A cisão do Eu revela-se também em pares de opostos recorrentes (e equivalentes) -- noite-dia, sonho-vigília, sentidos-razão, poeta-homem, passado-presente – desenhando o paradigma da busca de uma completude essencial. O drama psicológico ganha assim dimensão ontológica, relevando da angústia, inerente ao ser humano, que o leva a perseguir respostas capazes de minorar o paradoxo do tempo e da frustração. Em “Covardia” e “Dividido”, a noite é o tempo privilegiado do encontro consigo, com os sonhos e com “os desejos a fogo e ferro sofreados”, tal como a poesia é o lugar onde o Eu vive a sua plenitude e recupera o rosto que a máscara do quotidiano e a usura do tempo ocultaram:

Dividido entre o homem e o poeta,
Um que é bicho, outro profeta,
Um que sonha, outro razão
(...)

Ao poeta toca as noites
(...)
Ao humano é quem cabe o pecado,
Ao poeta só cabe ilusão.
--------------------------------------------------
- **ENUNCIADO**:
Traduza para inglês a seguinte frase do texto citado: "O drama psicológico ganha assim dimensão ontológica, relevando da angústia, inerente ao ser humano, que o leva a perseguir respostas capazes de minorar o paradoxo do tempo e da frustração." As linhas que se seguem têm origem numa fonte diferente.
--------------------------------------------------
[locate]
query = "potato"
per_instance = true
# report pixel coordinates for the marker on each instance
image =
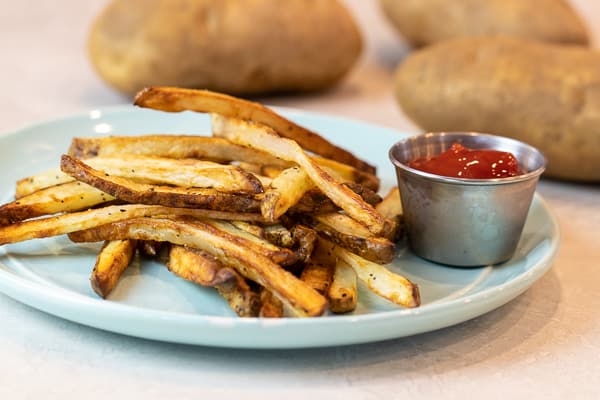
(233, 46)
(547, 95)
(423, 22)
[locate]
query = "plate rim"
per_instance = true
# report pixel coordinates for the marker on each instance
(41, 292)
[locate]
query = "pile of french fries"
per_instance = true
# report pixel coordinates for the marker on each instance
(274, 217)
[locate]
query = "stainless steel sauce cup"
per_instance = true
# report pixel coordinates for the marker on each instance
(458, 221)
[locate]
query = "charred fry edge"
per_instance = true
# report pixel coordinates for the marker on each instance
(133, 192)
(203, 269)
(304, 300)
(264, 138)
(173, 99)
(112, 260)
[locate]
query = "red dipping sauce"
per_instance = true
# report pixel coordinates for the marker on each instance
(461, 162)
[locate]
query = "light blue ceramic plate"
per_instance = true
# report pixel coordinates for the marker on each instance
(53, 274)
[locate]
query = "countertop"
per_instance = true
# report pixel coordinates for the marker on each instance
(544, 344)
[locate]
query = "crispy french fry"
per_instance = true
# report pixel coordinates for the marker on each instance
(179, 172)
(176, 99)
(277, 254)
(346, 232)
(304, 300)
(66, 197)
(114, 257)
(77, 221)
(46, 179)
(133, 192)
(348, 173)
(285, 191)
(263, 138)
(155, 170)
(203, 269)
(381, 280)
(391, 205)
(170, 146)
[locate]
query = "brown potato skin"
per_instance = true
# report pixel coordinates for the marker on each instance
(424, 22)
(232, 46)
(544, 94)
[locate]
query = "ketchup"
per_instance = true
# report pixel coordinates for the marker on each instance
(461, 162)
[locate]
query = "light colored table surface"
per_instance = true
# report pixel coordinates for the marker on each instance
(544, 344)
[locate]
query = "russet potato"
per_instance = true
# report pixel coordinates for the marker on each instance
(233, 46)
(423, 22)
(544, 94)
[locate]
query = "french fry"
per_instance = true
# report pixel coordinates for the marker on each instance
(172, 99)
(391, 205)
(155, 170)
(284, 192)
(381, 280)
(78, 221)
(114, 257)
(348, 173)
(203, 269)
(133, 192)
(263, 138)
(391, 208)
(49, 178)
(170, 146)
(302, 299)
(346, 232)
(66, 197)
(277, 254)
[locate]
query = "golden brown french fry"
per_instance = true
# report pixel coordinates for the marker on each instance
(284, 192)
(343, 292)
(170, 146)
(263, 138)
(203, 269)
(346, 232)
(348, 173)
(391, 205)
(133, 192)
(391, 208)
(179, 172)
(46, 179)
(381, 280)
(176, 99)
(277, 254)
(270, 305)
(155, 170)
(66, 197)
(114, 257)
(304, 300)
(77, 221)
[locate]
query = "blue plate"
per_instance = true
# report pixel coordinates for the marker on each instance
(52, 274)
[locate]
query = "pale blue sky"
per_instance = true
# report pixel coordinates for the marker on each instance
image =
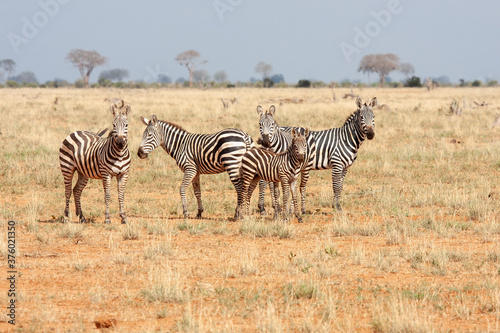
--------------------------------------------------
- **RESPOSTA**:
The psychological drama thus takes on an ontological dimension, stemming from the anguish, inherent to the human being, that drives it to pursue answers capable of easing the paradox of time and frustration.